**Your instructions:** Please rewrite all the records below as a two-column CSV with the header input,output, one row per record, putting each record's text under input and its answer under output, each in a single quoted field with line breaks replaced by spaces. Leave the pictures out.

**Data supplied:**
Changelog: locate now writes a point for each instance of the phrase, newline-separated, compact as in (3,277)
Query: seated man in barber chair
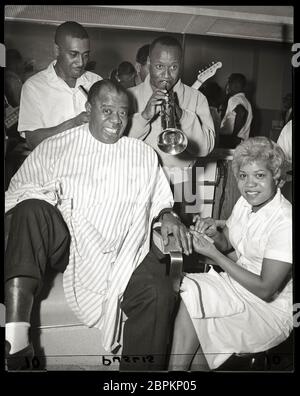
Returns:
(248,307)
(83,202)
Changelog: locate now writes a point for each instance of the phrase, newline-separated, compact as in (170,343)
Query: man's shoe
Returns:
(21,360)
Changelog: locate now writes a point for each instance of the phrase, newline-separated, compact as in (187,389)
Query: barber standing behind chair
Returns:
(191,110)
(52,100)
(235,125)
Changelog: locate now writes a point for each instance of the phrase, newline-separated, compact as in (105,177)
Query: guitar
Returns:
(206,73)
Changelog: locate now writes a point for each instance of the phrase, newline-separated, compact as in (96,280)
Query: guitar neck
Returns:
(197,84)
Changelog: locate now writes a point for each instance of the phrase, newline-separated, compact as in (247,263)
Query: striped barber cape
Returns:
(108,195)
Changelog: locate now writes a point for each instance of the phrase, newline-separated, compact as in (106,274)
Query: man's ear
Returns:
(137,67)
(88,107)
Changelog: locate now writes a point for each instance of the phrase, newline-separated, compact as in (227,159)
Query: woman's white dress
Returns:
(227,317)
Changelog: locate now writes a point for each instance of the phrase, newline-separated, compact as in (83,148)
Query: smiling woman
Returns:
(248,307)
(107,106)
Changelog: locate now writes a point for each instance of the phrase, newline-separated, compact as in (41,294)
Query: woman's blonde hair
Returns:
(259,148)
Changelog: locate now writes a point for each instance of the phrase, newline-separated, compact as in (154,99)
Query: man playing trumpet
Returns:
(191,110)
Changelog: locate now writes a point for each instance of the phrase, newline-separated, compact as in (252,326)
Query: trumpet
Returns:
(171,140)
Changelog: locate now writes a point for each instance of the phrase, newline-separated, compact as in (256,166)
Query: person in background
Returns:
(83,203)
(191,112)
(126,74)
(53,100)
(287,102)
(141,64)
(248,308)
(16,148)
(215,97)
(236,123)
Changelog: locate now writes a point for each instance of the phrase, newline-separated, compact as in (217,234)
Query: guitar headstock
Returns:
(209,71)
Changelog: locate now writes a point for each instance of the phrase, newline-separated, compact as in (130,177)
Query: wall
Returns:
(266,65)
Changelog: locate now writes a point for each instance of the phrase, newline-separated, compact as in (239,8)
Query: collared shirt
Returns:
(47,100)
(196,122)
(266,233)
(108,195)
(227,317)
(228,121)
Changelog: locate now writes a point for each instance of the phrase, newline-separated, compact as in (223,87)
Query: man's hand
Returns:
(205,225)
(202,245)
(153,105)
(178,111)
(171,225)
(81,118)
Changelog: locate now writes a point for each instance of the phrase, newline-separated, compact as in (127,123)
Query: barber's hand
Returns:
(205,225)
(81,118)
(171,225)
(202,245)
(153,105)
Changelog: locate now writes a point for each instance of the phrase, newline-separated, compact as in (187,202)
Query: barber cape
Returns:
(108,195)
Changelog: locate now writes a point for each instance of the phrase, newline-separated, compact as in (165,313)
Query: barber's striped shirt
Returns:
(108,195)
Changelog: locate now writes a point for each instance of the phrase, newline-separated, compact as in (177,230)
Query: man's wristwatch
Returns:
(169,211)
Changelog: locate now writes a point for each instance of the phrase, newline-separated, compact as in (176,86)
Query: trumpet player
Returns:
(190,107)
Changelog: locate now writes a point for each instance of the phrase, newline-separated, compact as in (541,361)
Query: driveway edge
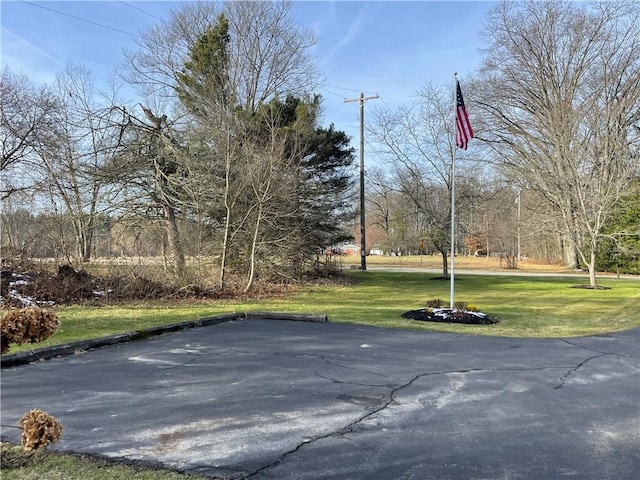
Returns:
(44,353)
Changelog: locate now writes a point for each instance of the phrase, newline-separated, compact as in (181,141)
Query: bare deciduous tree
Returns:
(560,93)
(26,112)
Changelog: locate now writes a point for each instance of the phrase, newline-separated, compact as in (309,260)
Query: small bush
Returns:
(39,429)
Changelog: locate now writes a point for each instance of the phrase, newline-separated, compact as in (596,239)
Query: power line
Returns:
(349,89)
(140,10)
(79,18)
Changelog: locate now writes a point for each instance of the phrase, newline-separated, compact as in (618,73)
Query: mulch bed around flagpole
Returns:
(448,315)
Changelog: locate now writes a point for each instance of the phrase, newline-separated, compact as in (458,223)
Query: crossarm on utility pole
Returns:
(363,245)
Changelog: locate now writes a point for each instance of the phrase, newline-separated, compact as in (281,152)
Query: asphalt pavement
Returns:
(270,399)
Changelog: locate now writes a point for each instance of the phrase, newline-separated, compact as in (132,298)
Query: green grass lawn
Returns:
(524,306)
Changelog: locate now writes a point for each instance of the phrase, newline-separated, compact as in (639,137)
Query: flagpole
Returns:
(453,193)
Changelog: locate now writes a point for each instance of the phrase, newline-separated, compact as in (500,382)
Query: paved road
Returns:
(268,399)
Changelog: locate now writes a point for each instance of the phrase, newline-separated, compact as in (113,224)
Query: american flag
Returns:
(464,133)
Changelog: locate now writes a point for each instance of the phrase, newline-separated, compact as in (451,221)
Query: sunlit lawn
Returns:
(524,306)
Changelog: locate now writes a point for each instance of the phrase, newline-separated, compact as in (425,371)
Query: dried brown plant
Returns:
(39,429)
(27,325)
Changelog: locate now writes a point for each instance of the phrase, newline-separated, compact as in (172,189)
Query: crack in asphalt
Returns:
(391,399)
(351,426)
(576,368)
(624,355)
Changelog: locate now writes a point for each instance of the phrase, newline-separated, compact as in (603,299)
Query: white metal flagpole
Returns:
(453,191)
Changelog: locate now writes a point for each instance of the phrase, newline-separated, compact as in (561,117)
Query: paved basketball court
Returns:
(268,399)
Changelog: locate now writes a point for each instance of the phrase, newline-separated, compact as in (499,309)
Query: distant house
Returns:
(350,249)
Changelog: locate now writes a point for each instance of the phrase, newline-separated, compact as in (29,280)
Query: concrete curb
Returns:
(287,316)
(22,358)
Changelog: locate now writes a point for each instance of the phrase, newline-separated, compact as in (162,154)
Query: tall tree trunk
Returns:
(173,237)
(254,248)
(570,253)
(445,266)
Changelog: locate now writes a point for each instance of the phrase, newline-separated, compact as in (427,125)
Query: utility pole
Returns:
(363,244)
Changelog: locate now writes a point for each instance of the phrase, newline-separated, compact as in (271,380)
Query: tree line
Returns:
(223,154)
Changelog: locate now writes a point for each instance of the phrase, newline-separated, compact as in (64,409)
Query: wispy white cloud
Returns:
(22,56)
(27,45)
(355,28)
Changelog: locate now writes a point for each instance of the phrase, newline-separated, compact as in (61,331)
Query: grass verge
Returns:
(49,465)
(525,306)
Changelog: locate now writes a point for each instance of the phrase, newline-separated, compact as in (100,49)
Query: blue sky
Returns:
(384,47)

**Output below:**
input,output
"Changelog: locate now writes a point for each instance of the phrase, newline-separated, compact as in (3,277) Query: seated man in barber chair Returns:","(248,307) (83,202)"
"Changelog: locate now writes a point for each instance of the phrase, newline-separated, compact as in (170,343) Query: man's shoe Returns:","(21,360)"
"Changelog: locate now writes a point for each instance of the phrase, newline-separated, compact as in (187,389) Query: barber standing behind chair Returns:","(191,110) (52,100) (235,125)"
"Changelog: locate now writes a point for each instance of the phrase, newline-separated, compact as in (105,177) Query: guitar Returns:","(206,73)"
"Changelog: locate now writes a point for each instance of the phrase, newline-separated, compact as in (96,280) Query: guitar neck Returns:","(197,84)"
"Changelog: locate now writes a point for each instance of the phrase, newline-separated, compact as in (247,263) Query: striped barber cape Returns:","(108,195)"
"Changelog: locate now writes a point for each instance of the phrase, newline-separated, compact as in (106,274) Query: man's ear Returns:","(137,67) (88,107)"
"Changelog: locate now writes a point for each instance of the phrase, newline-separated, compact as in (227,159) Query: woman's white dress Returns:","(227,317)"
"Changelog: locate now writes a point for each instance of the phrase, newline-separated, compact as in (83,148) Query: smiling woman Returns:","(248,307) (107,106)"
"Changelog: locate now writes a point for each instance of the phrase, newline-separated, compact as in (41,294) Query: woman's blonde hair Returns:","(259,148)"
"Changelog: locate now writes a point for each instance of the phrase, newline-separated, compact as in (154,99) Query: man playing trumpet Returns:","(191,110)"
"Changelog: locate now writes a point for each instance of the phrase, newline-separated, compact as in (252,326) Query: trumpet Returns:","(171,140)"
"Changelog: locate now writes a point for each instance of the phrase, newline-separated, compact as in (256,166) Query: person in background Returns:","(83,203) (191,112) (126,74) (53,100) (287,102) (141,64) (248,308) (16,148) (215,97) (236,123)"
"Changelog: locate now writes a point for each instance of the phrase, newline-separated, compact as in (217,234) Query: guitar headstock Returns:","(209,71)"
"Changelog: locate now writes a point for each instance of the phrase, newline-separated, compact as in (130,177) Query: wall Returns:","(266,65)"
"Changelog: locate now writes a point for each instance of the phrase, newline-separated, compact as in (239,8) Query: collared shirt Returns:","(47,100) (196,122) (266,233) (108,195) (227,317) (228,121)"
"Changelog: locate now writes a point for each instance of the phrase, newline-separated, compact as in (223,87) Query: man's hand Returns:","(205,225) (202,245) (153,105) (178,111) (171,225) (81,118)"
"Changelog: locate now writes a point for each instance of the phrase, newline-separated, compact as in (127,123) Query: barber's hand Returns:","(205,225) (81,118) (171,225) (202,245) (153,105)"
"Changelog: locate now writes a point for each instance of the phrase, newline-separated, compact as in (187,202) Query: barber cape Returns:","(108,195)"
"Changelog: locate now writes a point for each instance of the phrase, newline-separated, compact as in (165,313) Query: barber's striped shirt Returns:","(108,195)"
"Changelog: locate now writes a point for each instance of the phrase, newline-separated, compact as in (177,230) Query: man's wristwatch Returns:","(169,211)"
"Changelog: locate now writes a point for each instance of the phrase, newline-separated, compact as in (176,86) Query: trumpet player Returns:","(190,107)"
"Changelog: locate now writes a point for each instance of the phrase, newline-separated, compact as in (541,361) Query: driveway edge Returns:","(44,353)"
"Changelog: locate now writes a point for each instance of the phrase, newline-separated, compact as in (181,141) Query: bare deciduous tree Returns:","(560,93) (26,112)"
"Changelog: locate now writes a point for each instance of the phrase, newline-separated, compact as in (309,260) Query: small bush Returns:","(39,429)"
"Changelog: locate now writes a point for each instance of the phrase, newline-separated, compact as in (596,239) Query: power line Returns:","(349,89) (140,10) (79,18)"
"Changelog: locate now writes a point for each instance of the phrase, newline-separated, compact as in (618,73) Query: mulch bed around flagpole Returns:","(448,315)"
"Changelog: locate now writes a point for each instance of the phrase, newline-separated, compact as in (458,223) Query: crossarm on utility pole Returns:","(363,245)"
"Changelog: locate now writes a point for each instance of the phrase, newline-separated, compact as in (281,152) Query: asphalt pavement Returns:","(270,399)"
"Changelog: locate now writes a point for each instance of the phrase, newline-separated, compact as in (132,298) Query: green grass lawn Returns:","(524,306)"
"Changelog: locate now writes a point for each instance of the phrase, newline-separated, compact as in (639,137) Query: flagpole Returns:","(453,193)"
"Changelog: locate now writes a point for each instance of the phrase, newline-separated, compact as in (500,382) Query: paved road Returns:","(268,399)"
"Changelog: locate now writes a point for each instance of the phrase, newline-separated, compact as in (113,224) Query: american flag Returns:","(464,133)"
"Changelog: locate now writes a point for each instance of the phrase, newline-separated, compact as in (451,221) Query: sunlit lawn Returns:","(524,306)"
"Changelog: locate now writes a point for each instance of the phrase, newline-separated, compact as in (425,371) Query: dried brown plant Returns:","(39,429) (27,325)"
"Changelog: locate now writes a point for each instance of the phrase, newline-separated, compact as in (172,189) Query: crack in asphalt Returns:","(391,399) (351,426) (576,368) (624,355)"
"Changelog: locate now writes a point for each instance of the phrase, newline-separated, compact as in (603,299) Query: white metal flagpole Returns:","(453,191)"
"Changelog: locate now writes a point for each instance of the phrase, newline-separated, compact as in (561,117) Query: paved basketball court Returns:","(268,399)"
"Changelog: locate now writes a point for each instance of the phrase, newline-separated, compact as in (499,309) Query: distant house Returns:","(350,249)"
"Changelog: locate now writes a point for each instance of the phrase, newline-separated, compact as in (29,280) Query: concrete curb Returns:","(287,316) (22,358)"
"Changelog: locate now writes a point for each instance of the phrase, newline-separated, compact as in (162,154) Query: tall tree trunk Returns:","(173,237) (254,248) (570,253) (445,266)"
"Changelog: locate now writes a point for each instance of the phrase, newline-separated, compact as in (427,125) Query: utility pole Returns:","(363,244)"
"Changelog: locate now writes a point for each instance of the phrase, newline-separated, compact as in (271,380) Query: tree line Returns:","(223,154)"
"Changelog: locate now writes a point for each instance of the phrase, newline-separated, compact as in (64,409) Query: wispy white cloud Returns:","(22,56) (27,45) (355,28)"
"Changelog: locate now writes a point for each instance of the phrase, newline-separated, compact as in (61,331) Query: grass verge Returns:","(49,465) (525,306)"
"Changelog: locate now writes a point for each instance of the phrase, newline-separated, compact as in (100,49) Query: blue sky Returns:","(384,47)"